§ **Instruction 1**:
Answer these questions using the passage about Winter Cove, giving each answer on its own line with the same letter:
(a) What borders Winter Cove to the south and east?
(b) What was the group's destination on the day after the night at Winter Cove?
(c) What lawn game did Ed bring aboard Rugosa?
§ **Instruction 2**: Write the next part of the Winter Cove passage, picking up right after its final sentence.

§ **Reading passage**:
## BEGIN
Winter Cove is bordered to the south and east by a BC Provincial Marine Park. Around the shore, there isn’t a great deal of development. Even after another boat or two arrived for the night, considering the forested surroundings and the astoundingly small number of non-rally cruisers, it really felt like we had this sought-after anchorage to ourselves. Given past experience with swirly currents, we advised against an overnight raft-up; but several rally boats rafted to one another for some refreshing sundowners after a fairly long travel day.

Once the raft-up parties broke up in the late daylight hours, some crews went to shore to explore the park or hunt for blackberries, while I ventured out in Blackbird’s dinghy with my camera to try for some glamor shots of rally goers and their boats. I thought, surely, this will be remembered as the best night of the trip (and possibly our respective summers), little did I know the “best” nights were only getting started. The sunset rolled on and on, deepening to rich oranges and purples as the luminous half-moon hung in the southwestern sky. The night was quiet as can be — so quiet you could hear the rushing waters of Boat Pass from the cockpit from a quarter-mile across the bay. I love Winter Cove.

On the following day, we enjoyed our first bright, sunny morning of the trip. Since we had a short travel day, we invited everyone ashore for coffee hour, along with a little business and a little more fun. Each day of the rally, we begin with a briefing covering the day’s navigation, weather predictions, and eventual destination. Often communicated over VHF, text message, or both, it was nice to discuss the day’s plans in person while standing around a chart. Our destination was Annette Inlet on Prevost Island — a location none of us had ever visited. Thus, our discussions leaned more on cruising guides and navigational resources than personal experience.

Before setting off, our group pursued a variety of shoreside activities. The crew from the Catalina 36, Castlewellan, had folding bikes and were already cruising around Saturna. Others strolled out to check out the park’s resident tidal rapids at Boat Pass. Those remaining got to enjoy a rally tradition — lawn games overlooking our anchored armada. Repeat rally attendee, Ed aboard his Tartan 3400 Rugosa, had brought a ladder ball set along; and I had my favorite lawn game, Kubb, as I typically do. After several hours of exploration and serious lawn game amusement ashore, it was time to weigh anchor and make our 10-mile transit.
## END
§ **Data extract**:
## BEGIN
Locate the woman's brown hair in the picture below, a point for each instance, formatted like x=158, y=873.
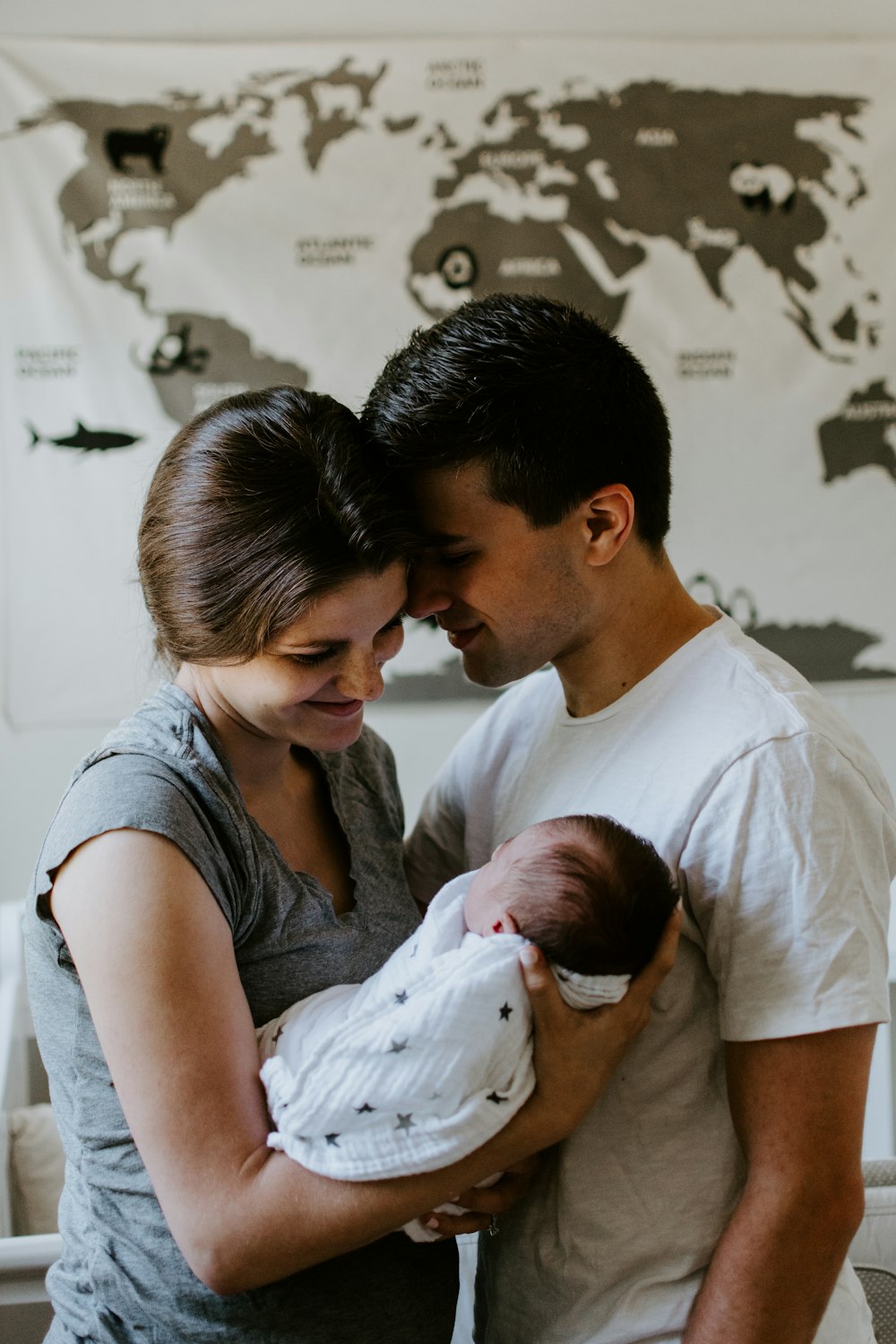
## END
§ **Expected output 1**:
(a) A BC Provincial Marine Park
(b) Annette Inlet on Prevost Island
(c) Ladder ball

§ **Expected output 2**:
After exiting Winter Cove, we noted several whale watching boats southwest of the channel. Proceeding slowly across Plumper Sound, we were giddy with anticipation… could it be? Yes! “Orcas!”

We sailed slowly under main alone, enjoying the intermittent show of at least four of these extraordinary animals. They swam east along Saturna’s Elliot Bluff and Payne Point, essentially greeting several rally boats as they began the day’s travel. The whole experience was gleefully PNW!

It’s tough to tear oneself away from an orca show, but soon we pointed north and enjoyed a bit of upwind sailing until the breeze evaporated in Trincomali Channel and we motor-sailed around Pile Point, the northernmost point of Prevost Island.

Orcas greeted rally participants just outside Winter Cove in Plumper Sound.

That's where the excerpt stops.